→ **DESCRIPTION OF THE TASK**: Once you find the line with "box: [124, 80, 144, 90]" in the entries below, return exactly every line from it through the line with "87L130 91H145L140 83L135".

→ **DATA LISTING**:
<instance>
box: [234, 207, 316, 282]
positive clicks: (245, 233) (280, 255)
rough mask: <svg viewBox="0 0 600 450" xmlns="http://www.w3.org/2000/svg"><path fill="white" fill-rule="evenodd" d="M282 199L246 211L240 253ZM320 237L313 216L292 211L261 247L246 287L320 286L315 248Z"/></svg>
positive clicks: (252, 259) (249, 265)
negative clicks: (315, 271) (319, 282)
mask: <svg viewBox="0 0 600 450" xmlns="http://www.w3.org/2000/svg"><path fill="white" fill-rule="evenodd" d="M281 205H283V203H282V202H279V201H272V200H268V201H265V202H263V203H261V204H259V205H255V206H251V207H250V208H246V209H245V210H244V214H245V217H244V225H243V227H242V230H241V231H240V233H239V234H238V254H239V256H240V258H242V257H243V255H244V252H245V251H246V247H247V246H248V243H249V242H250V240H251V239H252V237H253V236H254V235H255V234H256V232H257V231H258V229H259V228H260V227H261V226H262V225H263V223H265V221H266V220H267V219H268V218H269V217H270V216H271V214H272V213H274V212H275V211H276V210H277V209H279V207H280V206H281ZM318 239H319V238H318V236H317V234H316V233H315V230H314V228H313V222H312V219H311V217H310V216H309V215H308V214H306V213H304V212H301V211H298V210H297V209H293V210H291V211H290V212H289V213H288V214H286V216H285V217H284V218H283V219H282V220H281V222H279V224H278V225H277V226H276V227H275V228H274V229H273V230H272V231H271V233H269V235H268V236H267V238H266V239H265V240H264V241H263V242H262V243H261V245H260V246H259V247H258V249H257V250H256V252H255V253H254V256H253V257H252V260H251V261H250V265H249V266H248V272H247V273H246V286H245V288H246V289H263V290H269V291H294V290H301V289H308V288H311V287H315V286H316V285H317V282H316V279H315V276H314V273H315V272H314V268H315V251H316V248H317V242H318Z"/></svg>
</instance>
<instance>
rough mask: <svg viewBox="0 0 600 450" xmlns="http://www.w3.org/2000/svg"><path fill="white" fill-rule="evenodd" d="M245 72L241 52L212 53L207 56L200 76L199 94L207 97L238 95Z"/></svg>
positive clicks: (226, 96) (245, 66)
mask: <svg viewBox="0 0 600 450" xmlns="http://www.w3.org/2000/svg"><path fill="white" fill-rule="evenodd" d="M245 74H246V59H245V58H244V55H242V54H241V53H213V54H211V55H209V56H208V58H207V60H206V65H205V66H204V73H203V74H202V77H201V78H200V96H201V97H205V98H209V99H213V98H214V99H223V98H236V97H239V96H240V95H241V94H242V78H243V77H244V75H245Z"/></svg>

==

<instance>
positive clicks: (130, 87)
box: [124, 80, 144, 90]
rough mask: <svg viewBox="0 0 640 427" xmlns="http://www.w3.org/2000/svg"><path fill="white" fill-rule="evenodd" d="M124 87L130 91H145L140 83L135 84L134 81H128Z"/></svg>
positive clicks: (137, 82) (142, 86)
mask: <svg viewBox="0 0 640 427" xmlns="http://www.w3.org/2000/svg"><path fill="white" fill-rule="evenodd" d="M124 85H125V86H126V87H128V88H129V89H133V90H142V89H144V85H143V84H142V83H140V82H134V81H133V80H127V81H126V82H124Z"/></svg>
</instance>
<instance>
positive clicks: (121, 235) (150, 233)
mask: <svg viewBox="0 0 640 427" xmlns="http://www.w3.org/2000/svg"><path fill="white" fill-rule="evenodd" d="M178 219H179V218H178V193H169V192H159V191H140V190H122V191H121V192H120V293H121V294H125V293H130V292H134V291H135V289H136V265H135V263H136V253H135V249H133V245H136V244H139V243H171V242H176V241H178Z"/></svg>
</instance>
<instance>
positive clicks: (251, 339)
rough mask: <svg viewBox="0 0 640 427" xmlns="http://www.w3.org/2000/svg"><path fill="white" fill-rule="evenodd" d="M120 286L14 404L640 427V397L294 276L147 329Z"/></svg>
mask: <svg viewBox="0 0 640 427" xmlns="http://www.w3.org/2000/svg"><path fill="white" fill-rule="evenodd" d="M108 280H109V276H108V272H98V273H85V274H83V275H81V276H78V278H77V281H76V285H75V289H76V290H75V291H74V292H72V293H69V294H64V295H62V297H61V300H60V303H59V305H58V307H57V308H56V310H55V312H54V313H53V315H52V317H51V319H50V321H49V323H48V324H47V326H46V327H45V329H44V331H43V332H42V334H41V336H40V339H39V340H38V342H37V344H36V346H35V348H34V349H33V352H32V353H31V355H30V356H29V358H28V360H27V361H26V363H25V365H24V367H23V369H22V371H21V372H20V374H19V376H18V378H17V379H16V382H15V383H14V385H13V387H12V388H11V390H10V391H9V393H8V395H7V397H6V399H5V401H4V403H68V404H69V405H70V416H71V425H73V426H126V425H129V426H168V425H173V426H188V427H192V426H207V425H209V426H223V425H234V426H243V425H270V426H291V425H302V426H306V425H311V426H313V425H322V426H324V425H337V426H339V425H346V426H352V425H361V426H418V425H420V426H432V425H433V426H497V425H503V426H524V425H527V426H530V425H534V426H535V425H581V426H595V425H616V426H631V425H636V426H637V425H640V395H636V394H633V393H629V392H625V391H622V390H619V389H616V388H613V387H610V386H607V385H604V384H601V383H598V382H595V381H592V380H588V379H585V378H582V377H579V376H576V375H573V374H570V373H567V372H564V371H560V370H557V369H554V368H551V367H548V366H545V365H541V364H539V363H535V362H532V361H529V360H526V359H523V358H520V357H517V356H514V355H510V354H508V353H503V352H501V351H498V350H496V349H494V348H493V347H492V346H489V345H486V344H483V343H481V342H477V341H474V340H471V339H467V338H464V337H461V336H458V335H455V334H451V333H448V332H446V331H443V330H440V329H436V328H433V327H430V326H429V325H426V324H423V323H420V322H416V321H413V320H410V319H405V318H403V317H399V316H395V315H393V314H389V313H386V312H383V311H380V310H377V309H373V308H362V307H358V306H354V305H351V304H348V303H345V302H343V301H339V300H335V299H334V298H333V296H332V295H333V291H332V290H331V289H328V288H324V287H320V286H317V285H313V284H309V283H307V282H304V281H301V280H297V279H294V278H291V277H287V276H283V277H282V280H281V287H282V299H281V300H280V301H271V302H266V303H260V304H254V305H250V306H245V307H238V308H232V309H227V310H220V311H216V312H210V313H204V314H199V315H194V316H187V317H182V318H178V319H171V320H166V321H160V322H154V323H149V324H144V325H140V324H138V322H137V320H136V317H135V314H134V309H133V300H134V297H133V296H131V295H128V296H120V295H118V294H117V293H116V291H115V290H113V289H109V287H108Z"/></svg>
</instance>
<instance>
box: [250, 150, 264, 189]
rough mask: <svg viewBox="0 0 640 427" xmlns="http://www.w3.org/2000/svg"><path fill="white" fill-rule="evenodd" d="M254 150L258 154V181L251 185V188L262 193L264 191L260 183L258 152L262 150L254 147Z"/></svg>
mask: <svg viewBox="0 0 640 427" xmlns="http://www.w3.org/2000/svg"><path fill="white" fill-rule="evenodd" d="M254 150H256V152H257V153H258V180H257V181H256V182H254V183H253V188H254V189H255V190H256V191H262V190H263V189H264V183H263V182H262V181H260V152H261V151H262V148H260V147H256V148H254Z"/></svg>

→ **FINISHED TASK**:
box: [124, 80, 144, 90]
rough mask: <svg viewBox="0 0 640 427" xmlns="http://www.w3.org/2000/svg"><path fill="white" fill-rule="evenodd" d="M124 87L130 91H145L140 83L135 84L134 81H128Z"/></svg>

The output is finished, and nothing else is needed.